◆ Text section:
↓

One-Man Movement. Calvin crossed no seas at all, but one of his modern followers is just as ready to cross stormy seas in the cause of Christian unity. He is a squarejawed, hazel-eyed man of action, whose three euphonious names --Eugene Carson Blake--have become synonymous in church circles with efficient organization, knowing diplomacy, and zeal for unity.

Dr. Blake's activities make him sound like a one-man ecumenical movement. On the World Council of Churches he is a member of three of the top committees. On the National Council of Churches, of which he is a past president, he is a member of the General Board. He is a member of the Executive Committee of the World Presbyterian Alliance.

Theoretically at least, these are all spare-time activities. Dr. Blake's regular job for the past ten years has been Stated Clerk--permanent executive officer--of the Presbyterian General Assembly, an elected body that is the heart of the government of the United Presbyterian Church in the U.S.A. (Northern Presbyterians), who number 3,259,011. Last week and this, in Buffalo, as Dr. Blake took charge for the tenth year of the General Assembly, the prime item on the agenda represented the highest ambition of his career--the "Blake Proposal" for the creation of a new, still-unnamed Protestant church out of four old ones. His plan has been Topic A in the ecumenical movement since he put forth his proposal last December.

Presbyterian Blake launched his sensation, appropriately enough, in an Episcopal church: San Francisco's Grace Cathedral. The occasion was the Sunday sermon at the beginning of the annual meeting of the National Council of Churches. A congregation that included some of the biggest wigs in Protestantism filed out 90 minutes later, whispering excitedly. For Presbyterian Blake had made a bold proposal--that the Episcopal Church and Northern Presbyterians together invite the Methodists and the United Church of Christ to form a new Christian church.

↑

◆ Information given:
↓

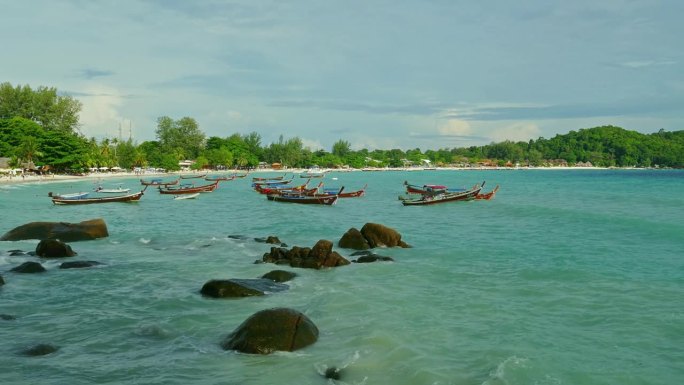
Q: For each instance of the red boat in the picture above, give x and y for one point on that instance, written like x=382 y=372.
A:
x=189 y=189
x=108 y=199
x=487 y=196
x=306 y=199
x=429 y=199
x=350 y=194
x=158 y=182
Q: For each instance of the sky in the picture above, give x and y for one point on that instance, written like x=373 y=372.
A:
x=406 y=74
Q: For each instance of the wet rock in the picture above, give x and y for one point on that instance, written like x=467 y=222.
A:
x=379 y=235
x=238 y=288
x=54 y=248
x=67 y=232
x=353 y=239
x=78 y=264
x=279 y=329
x=29 y=267
x=279 y=275
x=373 y=258
x=318 y=257
x=39 y=350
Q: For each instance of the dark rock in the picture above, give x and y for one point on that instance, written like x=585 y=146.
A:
x=353 y=239
x=54 y=248
x=373 y=258
x=333 y=373
x=279 y=329
x=29 y=267
x=67 y=232
x=379 y=235
x=78 y=264
x=39 y=350
x=238 y=288
x=279 y=275
x=318 y=257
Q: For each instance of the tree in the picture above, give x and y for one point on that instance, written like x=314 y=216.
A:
x=182 y=137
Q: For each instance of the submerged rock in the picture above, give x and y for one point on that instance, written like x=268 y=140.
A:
x=28 y=268
x=279 y=329
x=40 y=350
x=54 y=248
x=67 y=232
x=238 y=288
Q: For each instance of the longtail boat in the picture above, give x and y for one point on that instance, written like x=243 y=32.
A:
x=158 y=182
x=268 y=179
x=108 y=199
x=487 y=196
x=189 y=189
x=277 y=189
x=442 y=197
x=193 y=176
x=305 y=199
x=350 y=194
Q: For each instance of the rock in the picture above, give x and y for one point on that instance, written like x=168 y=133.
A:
x=373 y=258
x=78 y=264
x=29 y=267
x=66 y=232
x=54 y=248
x=238 y=288
x=318 y=257
x=333 y=373
x=279 y=275
x=39 y=350
x=279 y=329
x=353 y=239
x=379 y=235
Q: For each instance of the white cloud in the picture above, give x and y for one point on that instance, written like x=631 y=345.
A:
x=516 y=132
x=100 y=113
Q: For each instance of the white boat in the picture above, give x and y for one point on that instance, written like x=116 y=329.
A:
x=186 y=196
x=118 y=190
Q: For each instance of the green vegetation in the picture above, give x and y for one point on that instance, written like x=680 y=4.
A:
x=40 y=127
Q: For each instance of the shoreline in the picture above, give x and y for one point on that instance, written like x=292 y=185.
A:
x=18 y=179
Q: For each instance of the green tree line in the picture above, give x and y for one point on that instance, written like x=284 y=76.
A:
x=41 y=127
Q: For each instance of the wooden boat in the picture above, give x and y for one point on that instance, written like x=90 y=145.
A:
x=193 y=176
x=118 y=190
x=186 y=196
x=79 y=195
x=107 y=199
x=350 y=194
x=442 y=197
x=279 y=189
x=273 y=183
x=268 y=179
x=305 y=199
x=213 y=178
x=189 y=189
x=487 y=196
x=158 y=182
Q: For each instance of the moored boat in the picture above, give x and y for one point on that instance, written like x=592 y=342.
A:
x=189 y=189
x=107 y=199
x=442 y=197
x=305 y=199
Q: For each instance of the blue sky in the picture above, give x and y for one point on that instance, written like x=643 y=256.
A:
x=425 y=74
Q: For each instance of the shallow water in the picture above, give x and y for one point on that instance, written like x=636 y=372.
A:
x=566 y=277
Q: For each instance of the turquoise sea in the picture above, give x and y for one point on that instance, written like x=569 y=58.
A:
x=566 y=277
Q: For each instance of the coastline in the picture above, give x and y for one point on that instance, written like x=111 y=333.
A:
x=18 y=179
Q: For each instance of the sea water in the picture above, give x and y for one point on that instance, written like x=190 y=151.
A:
x=565 y=277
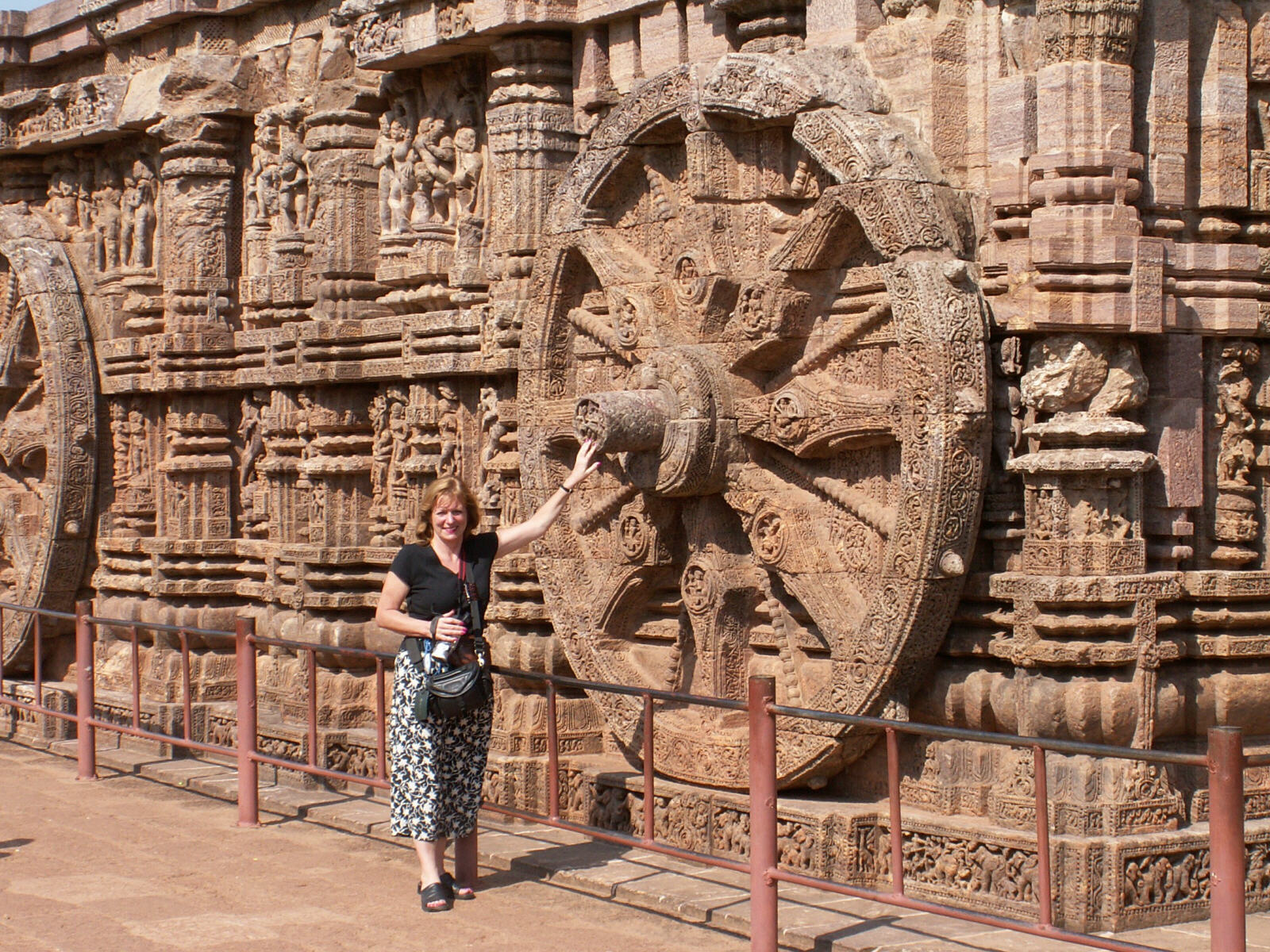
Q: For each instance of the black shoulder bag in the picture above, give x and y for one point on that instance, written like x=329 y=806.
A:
x=464 y=687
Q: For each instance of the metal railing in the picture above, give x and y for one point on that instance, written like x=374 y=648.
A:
x=1225 y=763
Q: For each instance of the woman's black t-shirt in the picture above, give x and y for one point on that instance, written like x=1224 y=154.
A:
x=433 y=589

↑

◆ Tasks:
1. Using the text about Eugene Carson Blake, decide whether each statement agrees with it: (a) Blake is a past president of the National Council of Churches; (b) Blake first made his proposal from the pulpit of a Presbyterian church; (c) the United Presbyterian Church in the U.S.A. has 3,259,011 members. Answer yes or no for each, quoting the deciding words.
2. Write the next part of the text about Eugene Carson Blake, starting after its last sentence.
The items are not needed for this work.

◆ Expected answers:
1.
(a) Yes: "On the National Council of Churches, of which he is a past president"
(b) No: "Presbyterian Blake launched his sensation, appropriately enough, in an Episcopal church: San Francisco's Grace Cathedral."
(c) Yes: "who number 3,259,011"

2.
Hatfield & McCoy. Blake had chosen his nuclear churches cannily. The Methodists are an earthier offshoot of the Episcopalians, just as the United Church is a more freewheeling version of Calvinism than the Presbyterian. He purposely omitted the Lutherans and the Baptists, though he hopes they will eventually come in. The Baptists are too jealous of their congregational autonomy and are intransigent against infant baptism. The Lutherans in the U.S. are in the throes of pulling themselves together with mergers of their own (there have been 16 major Lutheran unions since 1820).

Blake's idea came to him about six weeks before preaching his sermon, but "it had been simmering for quite a long time." Even the 1960 presidential campaign had a share in his thinking, for "all the churches, including the Roman Catholic, came out badly."

The cornerstone of the Blake proposal is a blending of two important and divergent Christian traditions--the traditionalist catholic (not Catholic) churches, with their emphasis on sacrament and liturgy, and the Bible-centered reformation churches, with their emphasis on preaching and the "ministry of all believers." The idea is not as impossible as it sounds: Anglicans, Presbyterians, Methodists and Congregationalists united to form the Church of South India in 1947. Under way in North India and Ceylon are similar unions on which Blake modeled his own proposal. But among the vested interests and sentimental en trenchments of U.S. Protestantism, such a suggestion seems almost like proposing a marriage of Hatfield to McCoy. That it could be seriously put forward by so hardheaded and experienced a pro of churchmanship as Eugene Carson Blake has surprised many an old ecumenical hand and given new hope to many more. A Bill of Principles. Dr. Blake is an enthusiast: he acts not out of fear that Protestantism is withering away but because he senses a new dynamism in the Protestant churches and believes that unity is necessary to express it. He is well aware that it would be unwise to make too specific a blueprint at this stage; in his San Francisco sermon, he merely cited certain principles to be followed. On the "catholic" side:

P: The new church would have to manifest its historic continuity with the church both before and after the Reformation.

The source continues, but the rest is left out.